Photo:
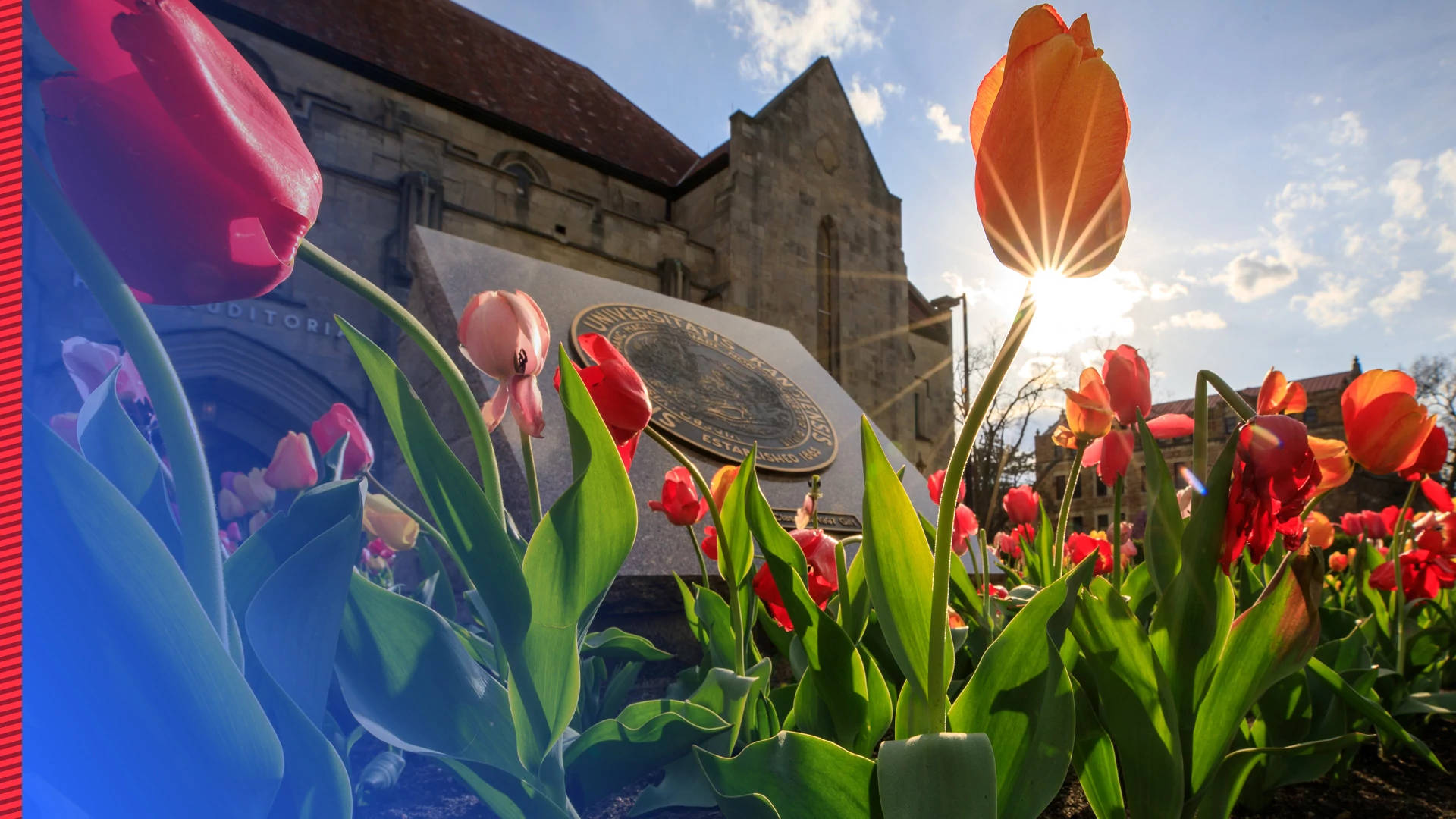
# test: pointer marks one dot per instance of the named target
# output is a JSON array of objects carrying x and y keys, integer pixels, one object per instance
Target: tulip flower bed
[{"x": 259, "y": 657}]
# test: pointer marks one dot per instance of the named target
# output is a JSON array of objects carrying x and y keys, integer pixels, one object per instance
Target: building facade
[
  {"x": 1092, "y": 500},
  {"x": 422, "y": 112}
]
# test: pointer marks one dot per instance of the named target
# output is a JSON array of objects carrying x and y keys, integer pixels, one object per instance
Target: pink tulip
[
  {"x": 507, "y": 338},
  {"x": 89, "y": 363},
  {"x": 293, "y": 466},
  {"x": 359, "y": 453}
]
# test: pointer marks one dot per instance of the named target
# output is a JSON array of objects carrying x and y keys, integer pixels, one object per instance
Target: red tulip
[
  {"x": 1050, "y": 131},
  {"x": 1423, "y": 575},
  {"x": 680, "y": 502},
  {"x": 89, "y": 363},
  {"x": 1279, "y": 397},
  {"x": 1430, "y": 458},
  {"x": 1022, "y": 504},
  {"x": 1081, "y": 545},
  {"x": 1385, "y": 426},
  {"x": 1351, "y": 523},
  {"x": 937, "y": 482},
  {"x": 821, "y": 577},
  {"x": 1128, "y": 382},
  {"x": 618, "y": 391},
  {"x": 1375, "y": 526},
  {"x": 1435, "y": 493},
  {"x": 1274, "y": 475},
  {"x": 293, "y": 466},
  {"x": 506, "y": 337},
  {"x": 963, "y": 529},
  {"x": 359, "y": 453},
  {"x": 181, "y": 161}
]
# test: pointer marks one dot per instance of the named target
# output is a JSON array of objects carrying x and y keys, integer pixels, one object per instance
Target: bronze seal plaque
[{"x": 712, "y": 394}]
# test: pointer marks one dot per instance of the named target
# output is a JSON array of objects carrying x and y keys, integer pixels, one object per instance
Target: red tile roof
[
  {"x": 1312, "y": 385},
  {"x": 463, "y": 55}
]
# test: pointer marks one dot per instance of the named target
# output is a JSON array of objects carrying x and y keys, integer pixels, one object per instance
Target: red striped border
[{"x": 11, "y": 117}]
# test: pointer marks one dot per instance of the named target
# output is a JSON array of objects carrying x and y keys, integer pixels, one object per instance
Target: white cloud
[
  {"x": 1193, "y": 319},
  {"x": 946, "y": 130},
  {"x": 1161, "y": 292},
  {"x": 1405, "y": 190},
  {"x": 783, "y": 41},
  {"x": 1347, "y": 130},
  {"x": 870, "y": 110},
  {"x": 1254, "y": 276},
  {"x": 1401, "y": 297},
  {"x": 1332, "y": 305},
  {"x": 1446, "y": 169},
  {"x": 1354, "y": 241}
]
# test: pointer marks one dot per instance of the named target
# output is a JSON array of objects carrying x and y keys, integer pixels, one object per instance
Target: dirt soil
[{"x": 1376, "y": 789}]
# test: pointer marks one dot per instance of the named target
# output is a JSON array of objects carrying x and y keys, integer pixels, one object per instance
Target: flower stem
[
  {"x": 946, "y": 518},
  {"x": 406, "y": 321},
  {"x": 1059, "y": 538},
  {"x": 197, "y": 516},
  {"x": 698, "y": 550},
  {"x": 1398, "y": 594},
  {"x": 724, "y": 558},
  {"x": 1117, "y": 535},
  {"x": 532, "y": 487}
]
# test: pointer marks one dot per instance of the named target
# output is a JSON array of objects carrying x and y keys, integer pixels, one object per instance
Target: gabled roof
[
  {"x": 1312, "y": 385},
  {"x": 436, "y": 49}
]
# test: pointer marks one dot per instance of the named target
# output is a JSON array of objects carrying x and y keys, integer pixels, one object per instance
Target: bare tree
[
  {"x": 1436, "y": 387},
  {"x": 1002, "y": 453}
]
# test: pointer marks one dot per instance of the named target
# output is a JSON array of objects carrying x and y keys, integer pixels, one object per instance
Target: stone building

● ● ● ● ●

▸ AIM
Restate the entire listing word for word, excluding pictures.

▸ SOLUTION
Photo:
# test: pointer marks one dot per instance of the named target
# output is a JSON array of objects carrying x and y keys, integer pixels, one object per instance
Target: tulip flower bed
[{"x": 259, "y": 657}]
# test: pointer marks one dot per instance of the named target
# output is a JSON array of objects carrying x and y keys, integer pixels, one object per instance
Target: building facade
[
  {"x": 1092, "y": 500},
  {"x": 422, "y": 112}
]
# test: pointer marks one dot per instance of the named target
# output is a JSON array of objects carrying x and y keys, integer pixels, one object per instance
Target: pink tulip
[
  {"x": 507, "y": 338},
  {"x": 89, "y": 363},
  {"x": 293, "y": 466},
  {"x": 359, "y": 453}
]
# test: pointer marks one dot per instance of the named target
# output is a JSON array of objects carrying x and y keys, integer pixels, one object per instance
Target: red tulip
[
  {"x": 1050, "y": 131},
  {"x": 1423, "y": 575},
  {"x": 680, "y": 502},
  {"x": 89, "y": 363},
  {"x": 1279, "y": 397},
  {"x": 1430, "y": 458},
  {"x": 1022, "y": 504},
  {"x": 1081, "y": 545},
  {"x": 1385, "y": 426},
  {"x": 1351, "y": 523},
  {"x": 937, "y": 482},
  {"x": 821, "y": 577},
  {"x": 1128, "y": 382},
  {"x": 618, "y": 391},
  {"x": 1375, "y": 526},
  {"x": 1435, "y": 493},
  {"x": 1274, "y": 475},
  {"x": 293, "y": 466},
  {"x": 506, "y": 337},
  {"x": 963, "y": 529},
  {"x": 359, "y": 453},
  {"x": 181, "y": 161}
]
# test: pointer marks one dot per instance of the named target
# output is a JSON array of objects carrying x and y keys, integer pixels, one object per instance
Target: bronze seal plaque
[{"x": 712, "y": 394}]
# test: pointer marks one dot per instance of the named target
# output is a JSON array of objects carrying x and y keys, integer pixels, one object per instance
Target: red tile roof
[
  {"x": 1312, "y": 385},
  {"x": 463, "y": 55}
]
# test: pointer marks one dot per instance of the named target
# output is a JSON array of objects carrying x and y keys, integer pixels, one object per instance
Target: red striped border
[{"x": 11, "y": 117}]
# test: pointer marks one dot per instance of the named target
# output is a JSON array of objects carrying x and y keys, integer pixels, one object per instance
Target: white cloud
[
  {"x": 1193, "y": 319},
  {"x": 946, "y": 130},
  {"x": 1161, "y": 292},
  {"x": 1405, "y": 190},
  {"x": 783, "y": 41},
  {"x": 1347, "y": 130},
  {"x": 870, "y": 110},
  {"x": 1254, "y": 276},
  {"x": 1401, "y": 297},
  {"x": 1332, "y": 305},
  {"x": 1446, "y": 169},
  {"x": 1354, "y": 241}
]
# test: pointer marks one dot per instance of the named target
# output is a JSON array of objects carrying x and y keys, integer pixels, one object per instance
Target: dirt soil
[{"x": 1376, "y": 789}]
# test: pointer marks one dot per instance of the named target
# output is a JSON array of objects carrying x and y keys, integer pixels, one object per instance
Target: flower stem
[
  {"x": 946, "y": 518},
  {"x": 406, "y": 321},
  {"x": 1059, "y": 538},
  {"x": 197, "y": 516},
  {"x": 698, "y": 550},
  {"x": 1398, "y": 594},
  {"x": 724, "y": 558},
  {"x": 1117, "y": 535},
  {"x": 532, "y": 487}
]
# test: pointer marks one dot per instance of the named target
# output is a JSON array of objects carrying x and y keys, integer pixels, one object per instance
Target: gabled roof
[
  {"x": 1312, "y": 385},
  {"x": 436, "y": 49}
]
# test: pointer marks one dot per instance of the named target
# output is a JSON array of objects carrying x and y keys, integer pixels, one object per instance
Target: bare tree
[
  {"x": 1436, "y": 387},
  {"x": 1002, "y": 453}
]
# test: pointer marks one dot per instance of the named target
# output is a JSON array of objects carrying x and y keys, integer pixels, one object per instance
Target: stone building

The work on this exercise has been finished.